- **What is asked**:
1 - In the forum thread about Queen Elizabeth I, does each statement agree with the text? Answer yes or no and quote the exact words that decide it: (a) the first post says any man Elizabeth married would expect to become King of England; (b) the second post calls Elizabeth a romantic idiot; (c) the third post says the Queen's true mind and motive are easy to know.
2 - According to the forum thread about Queen Elizabeth I, whom was there talk of Princess Elizabeth marrying when she was seventeen?

::: Given text

Subject: Queen Elizabeth I of England Thu 15 Dec 2016, 00:41
Queen Elizabeth I may have realized that any man that she would wed would expect to become King of England. He might take all authority away from her as Queen. When Princess Elizabeth was seventeen, preliminary negotiations were taking place for her to marry Crown Prince Frederick of Denmark.
Temperance Virgo Vestalis Maxima
Posts : 6895 Join date : 2011-12-30 Location : UK
Subject: Re: Queen Elizabeth I of England Thu 15 Dec 2016, 08:47
Yes, our Lizzy understood what was going on all right, FrederickLouis. Not a romantic idiot like her cousin from up north.
PS Your somewhat injudicious use of the emoticom facility is interesting - and not a little unexpected...
But I am probably imagining things...
Meles meles Censura
Posts : 5122 Join date : 2011-12-30 Location : Pyrénées-Orientales, France
Subject: Re: Queen Elizabeth I of England Thu 15 Dec 2016, 10:01
The problem, when considering the romantic (or otherwise) suitors of Elizabeth, is trying to fathom the Queen's true mind and motive.

::::::
::: Extracted records

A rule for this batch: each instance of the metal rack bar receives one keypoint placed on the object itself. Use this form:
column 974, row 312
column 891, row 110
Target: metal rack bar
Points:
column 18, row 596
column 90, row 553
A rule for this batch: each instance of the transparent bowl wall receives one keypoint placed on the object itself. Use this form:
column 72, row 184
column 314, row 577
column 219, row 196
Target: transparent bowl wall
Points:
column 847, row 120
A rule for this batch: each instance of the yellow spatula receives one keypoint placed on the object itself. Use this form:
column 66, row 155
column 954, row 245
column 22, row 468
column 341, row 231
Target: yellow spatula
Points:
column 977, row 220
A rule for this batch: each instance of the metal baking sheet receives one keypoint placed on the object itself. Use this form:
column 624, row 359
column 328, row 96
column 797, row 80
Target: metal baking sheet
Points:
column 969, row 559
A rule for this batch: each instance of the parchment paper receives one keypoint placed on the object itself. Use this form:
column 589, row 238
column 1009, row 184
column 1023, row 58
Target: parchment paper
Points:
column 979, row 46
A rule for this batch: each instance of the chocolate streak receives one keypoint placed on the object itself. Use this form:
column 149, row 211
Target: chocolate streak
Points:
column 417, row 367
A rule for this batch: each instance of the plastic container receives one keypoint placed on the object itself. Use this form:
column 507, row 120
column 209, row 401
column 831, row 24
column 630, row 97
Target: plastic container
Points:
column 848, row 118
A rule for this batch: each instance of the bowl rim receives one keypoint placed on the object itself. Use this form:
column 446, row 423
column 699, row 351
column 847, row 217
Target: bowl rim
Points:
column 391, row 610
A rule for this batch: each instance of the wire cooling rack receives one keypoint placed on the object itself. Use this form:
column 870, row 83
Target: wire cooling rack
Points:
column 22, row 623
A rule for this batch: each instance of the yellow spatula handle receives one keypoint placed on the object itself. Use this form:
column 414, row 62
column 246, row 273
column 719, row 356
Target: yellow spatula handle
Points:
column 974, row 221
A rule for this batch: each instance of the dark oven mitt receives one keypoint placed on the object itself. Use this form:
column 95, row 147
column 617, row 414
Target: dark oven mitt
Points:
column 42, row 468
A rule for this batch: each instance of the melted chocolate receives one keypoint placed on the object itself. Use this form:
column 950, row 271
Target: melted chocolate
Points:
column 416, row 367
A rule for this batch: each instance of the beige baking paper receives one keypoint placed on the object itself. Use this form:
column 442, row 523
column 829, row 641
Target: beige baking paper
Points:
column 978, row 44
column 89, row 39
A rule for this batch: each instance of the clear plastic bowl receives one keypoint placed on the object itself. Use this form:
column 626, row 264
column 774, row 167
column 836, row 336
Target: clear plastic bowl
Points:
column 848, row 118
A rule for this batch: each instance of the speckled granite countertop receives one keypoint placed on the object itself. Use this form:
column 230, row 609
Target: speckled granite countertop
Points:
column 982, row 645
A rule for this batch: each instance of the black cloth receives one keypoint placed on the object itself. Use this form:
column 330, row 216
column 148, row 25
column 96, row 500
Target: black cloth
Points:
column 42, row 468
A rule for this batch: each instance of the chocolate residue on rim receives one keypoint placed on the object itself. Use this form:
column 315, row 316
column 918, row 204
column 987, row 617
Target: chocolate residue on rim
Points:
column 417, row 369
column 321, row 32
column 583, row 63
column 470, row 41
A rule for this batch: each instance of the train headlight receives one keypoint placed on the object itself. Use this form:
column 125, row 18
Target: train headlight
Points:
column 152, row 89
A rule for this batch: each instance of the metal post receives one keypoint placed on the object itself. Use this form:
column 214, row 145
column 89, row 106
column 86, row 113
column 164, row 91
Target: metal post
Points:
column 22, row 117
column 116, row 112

::::::

- **Task results**:
1 -
(a) Yes: "any man that she would wed would expect to become King of England."
(b) No: "Not a romantic idiot like her cousin from up north."
(c) No: "The problem, when considering the romantic (or otherwise) suitors of Elizabeth, is trying to fathom the Queen's true mind and motive."

2 - Crown Prince Frederick of Denmark.